>> START Page text

The boards rely on two major inputs or “summaries.” One is a direct expansion of the summarized data. The other is the final calibrated summary.
Regional Estimates. After the national estimate for each expenditure item is set, board members set regional-level estimates for the five farm production regions. These regional estimates are constrained to sum up to the National Expenditures Estimates.
State Estimates. The board members then set state-level estimates that sum up to the regional expenditures estimates. Thus, in a cascading effect, the board conducts several reviews to ensure that the totals estimated in the ARMS estimation process are consistent with official production estimates, and that regional and state estimates are consistent with the national totals and are additive.
Other Estimates. Other values are estimated directly, including the level of aggregate expenditures by item within each size class of gross farm revenue, and within each major type of farm enterprise and fuel subcomponent expenditures (diesel, gas, liquid propane gas, and other fuels).

>> END Page text
>> START Information shown

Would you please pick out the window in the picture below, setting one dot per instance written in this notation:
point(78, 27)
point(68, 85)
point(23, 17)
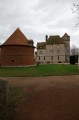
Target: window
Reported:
point(51, 57)
point(12, 60)
point(51, 51)
point(44, 57)
point(58, 52)
point(51, 47)
point(58, 46)
point(40, 52)
point(58, 57)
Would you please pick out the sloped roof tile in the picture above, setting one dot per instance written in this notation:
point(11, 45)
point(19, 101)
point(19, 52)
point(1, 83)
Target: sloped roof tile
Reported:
point(17, 38)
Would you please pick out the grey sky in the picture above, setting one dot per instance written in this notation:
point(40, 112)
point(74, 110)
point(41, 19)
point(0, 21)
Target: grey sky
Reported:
point(36, 18)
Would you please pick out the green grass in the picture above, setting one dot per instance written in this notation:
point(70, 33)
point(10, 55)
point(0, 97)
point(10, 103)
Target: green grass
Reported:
point(41, 70)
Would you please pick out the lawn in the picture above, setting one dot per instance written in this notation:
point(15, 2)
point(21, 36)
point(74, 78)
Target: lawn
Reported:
point(40, 70)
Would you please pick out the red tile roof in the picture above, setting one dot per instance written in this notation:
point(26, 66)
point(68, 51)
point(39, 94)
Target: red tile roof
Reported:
point(55, 40)
point(17, 38)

>> END Information shown

Short task
Write the next part of the passage on how boards set farm expenditure estimates, starting right after its final sentence.

Task answer
In this section, we have outlined the several steps in the development of published estimates from ARMS. Overall, the effects of the various adjustments on statistics estimated using ARMS are not clear. In particular, the interventions in ARMS based on board processes introduce changes that are not replicable in the normal sense expected in scientific research. These interventions may well lead to better estimates, or they may simply impose consistency across various key estimates at the cost of disturbing other relationships in the data.
Recommendation 6.9: NASS and ERS should provide more clarificationand transparency of the estimation process, specifically the effect of calibrations on the assignment of weights and the resulting estimates.